» **Page text**

____

Alzheimer’s Awareness Month, observed in June, is a time to give support to millions of individuals suffering from Alzheimer’s disease. Alzheimer’s is the most common cause of dementia which is a generic name for cognitive disabilities including memory loss and problems with thinking and behavior. It develops slowly and its symptoms get worse over time, becoming severe and interfering with daily life activities.
Dementia affects the brain’s cognitive functions such as memory, and the ability to think and reason. Language skills, visual perception, self-management, and the ability to pay attention are also affected as a result of dementia. Some individuals with dementia may even find it difficult to control their emotions and may exhibit a change in their personalities.
About 5.4 million people are living with Alzheimer’s disease in the United States today. Most of these people are 65 or older but it is not just an old age disease. An estimated 200,000 under that age of 65 has younger-onset or early-onset of Alzheimer’s disease.
Alzheimer’s is progressive and irreversible. The symptoms show up in the mid-60s in most people. It is named after Dr. Alois Alzheimer who in 1906 noticed a change in a woman’s brain tissue who died of an unknown mental illness. On examining her brain, he found abnormal clumps and tangled bundles of fiber. The abnormal lumps are now called amyloid plaques and the bundles of fiber are called neurofibrillary, or tau (pronounced “wow”) tangles.

____

» **Exercises to complete**
- A) In the Alzheimer's awareness text, rewrite the paragraph beginning "Dementia affects the brain's cognitive functions" as a bulleted list, keeping its main facts.
- B) Proceed with the Alzheimer's awareness text from the point where it ends.
The data excerpts have no part in the work on the Alzheimer's awareness text.

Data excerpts
____

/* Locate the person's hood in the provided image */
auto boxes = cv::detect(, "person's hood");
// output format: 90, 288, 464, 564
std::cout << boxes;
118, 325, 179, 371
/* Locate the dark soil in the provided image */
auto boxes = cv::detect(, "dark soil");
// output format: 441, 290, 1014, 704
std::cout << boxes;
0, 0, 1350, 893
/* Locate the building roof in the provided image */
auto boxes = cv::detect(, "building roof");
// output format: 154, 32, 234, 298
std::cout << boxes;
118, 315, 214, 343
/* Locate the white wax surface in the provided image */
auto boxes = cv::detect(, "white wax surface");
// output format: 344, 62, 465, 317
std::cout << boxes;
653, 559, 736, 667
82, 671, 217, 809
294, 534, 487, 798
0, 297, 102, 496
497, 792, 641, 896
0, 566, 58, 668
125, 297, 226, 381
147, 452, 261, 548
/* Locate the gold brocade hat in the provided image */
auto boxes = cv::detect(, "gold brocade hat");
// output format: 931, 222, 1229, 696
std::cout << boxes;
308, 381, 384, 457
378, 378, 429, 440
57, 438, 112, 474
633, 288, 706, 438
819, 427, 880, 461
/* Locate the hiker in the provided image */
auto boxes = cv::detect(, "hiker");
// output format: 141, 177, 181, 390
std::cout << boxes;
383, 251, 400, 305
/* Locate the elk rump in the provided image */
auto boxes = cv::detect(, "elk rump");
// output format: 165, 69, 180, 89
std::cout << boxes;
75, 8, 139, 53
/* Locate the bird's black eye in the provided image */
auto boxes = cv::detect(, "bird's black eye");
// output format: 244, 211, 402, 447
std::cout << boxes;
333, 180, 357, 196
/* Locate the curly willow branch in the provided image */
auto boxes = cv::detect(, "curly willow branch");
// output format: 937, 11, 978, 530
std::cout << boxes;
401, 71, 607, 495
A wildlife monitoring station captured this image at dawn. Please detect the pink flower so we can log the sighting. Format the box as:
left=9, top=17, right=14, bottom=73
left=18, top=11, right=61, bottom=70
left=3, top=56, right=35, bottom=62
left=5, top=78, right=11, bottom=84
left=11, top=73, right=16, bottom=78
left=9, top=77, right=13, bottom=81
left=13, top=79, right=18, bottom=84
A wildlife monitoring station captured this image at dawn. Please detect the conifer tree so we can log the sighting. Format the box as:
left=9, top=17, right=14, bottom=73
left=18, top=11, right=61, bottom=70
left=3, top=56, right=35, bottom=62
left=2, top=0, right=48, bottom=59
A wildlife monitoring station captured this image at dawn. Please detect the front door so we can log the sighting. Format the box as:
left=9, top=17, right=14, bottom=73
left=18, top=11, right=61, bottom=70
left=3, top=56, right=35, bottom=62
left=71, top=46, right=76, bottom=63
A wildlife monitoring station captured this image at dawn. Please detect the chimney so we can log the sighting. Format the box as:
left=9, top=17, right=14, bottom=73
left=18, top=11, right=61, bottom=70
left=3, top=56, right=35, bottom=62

____

» **Responses by task**
- A)
Dementia can affect:
- memory
- the ability to think and reason
- language skills
- visual perception
- self-management
- the ability to pay attention
- control of emotions and personality, in some individuals

- B)
Currently, there is no cure for Alzheimer’s disease, but treatments are available to manage the symptoms while research for a cure continues. It is estimated that 47 million people are living with Alzheimer’s and other dementias worldwide. By 2030 these numbers are expected to increase to 76 million. The Alzheimer's Association, to create awareness for the disease, has declared June to be Alzheimer’s and Brain Awareness Day. Throughout this month the Association encourages people to “Go Purple with a Purpose”. Communities, organizations, and institutions year after year come together to support and create awareness by organizing activities of their choice. The climax of fundraising activity takes place on the summer solstice, the longest day of the year.